* **Text block**
......
Rating programme keeps Maropeng environmentally sound

  • July 17, 2008

Maropeng operates in a manner that minimises its impact on the Cradle of Humankind World Heritage Site as well as the environment as a whole. It follows an environmental management programme tailored for the travel and leisure market, the Heritage Environmental Rating Programme.

The facilities at Maropeng include a visitor centre, a 24-bedroom hotel and conference facilities for up to 500 delegates. On average, 800 visitors pass through the Sterkfontein Caves and Maropeng visitor centre daily and the hotel achieves an average 60% occupancy. This level of human traffic raises the potential for serious damage to an international heritage treasure.

The Cradle of Humankind has yielded some of the world’s most valuable palaeo-anthropological evidence, including the renowned hominid fossil of “Mrs Ples”, estimated to be over 2-million years old. It covers an area of over 47,000 hectares of mostly privately owned land, encompassing 13 fossil hominid sites, including Sterkfontein, Swartkrans and Kromdraai.

The visitor centre at Maropeng takes visitors on a journey of discovery of the origins of mankind, concluding with an original fossil display. The hotel and Tumulus conference centre (built to resemble an ancient burial mound) are popular with both local and international visitors.
......
* **Dataset extract**
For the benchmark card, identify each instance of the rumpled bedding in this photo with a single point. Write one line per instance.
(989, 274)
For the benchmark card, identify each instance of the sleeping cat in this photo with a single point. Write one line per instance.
......
* **What the task asks**
Write out the whole text about Maropeng's environmental rating program word for word. The material is not needed here.

* **Solution**
Rating programme keeps Maropeng environmentally sound

  • July 17, 2008

Maropeng operates in a manner that minimises its impact on the Cradle of Humankind World Heritage Site as well as the environment as a whole. It follows an environmental management programme tailored for the travel and leisure market, the Heritage Environmental Rating Programme.

The facilities at Maropeng include a visitor centre, a 24-bedroom hotel and conference facilities for up to 500 delegates. On average, 800 visitors pass through the Sterkfontein Caves and Maropeng visitor centre daily and the hotel achieves an average 60% occupancy. This level of human traffic raises the potential for serious damage to an international heritage treasure.

The Cradle of Humankind has yielded some of the world’s most valuable palaeo-anthropological evidence, including the renowned hominid fossil of “Mrs Ples”, estimated to be over 2-million years old. It covers an area of over 47,000 hectares of mostly privately owned land, encompassing 13 fossil hominid sites, including Sterkfontein, Swartkrans and Kromdraai.

The visitor centre at Maropeng takes visitors on a journey of discovery of the origins of mankind, concluding with an original fossil display. The hotel and Tumulus conference centre (built to resemble an ancient burial mound) are popular with both local and international visitors.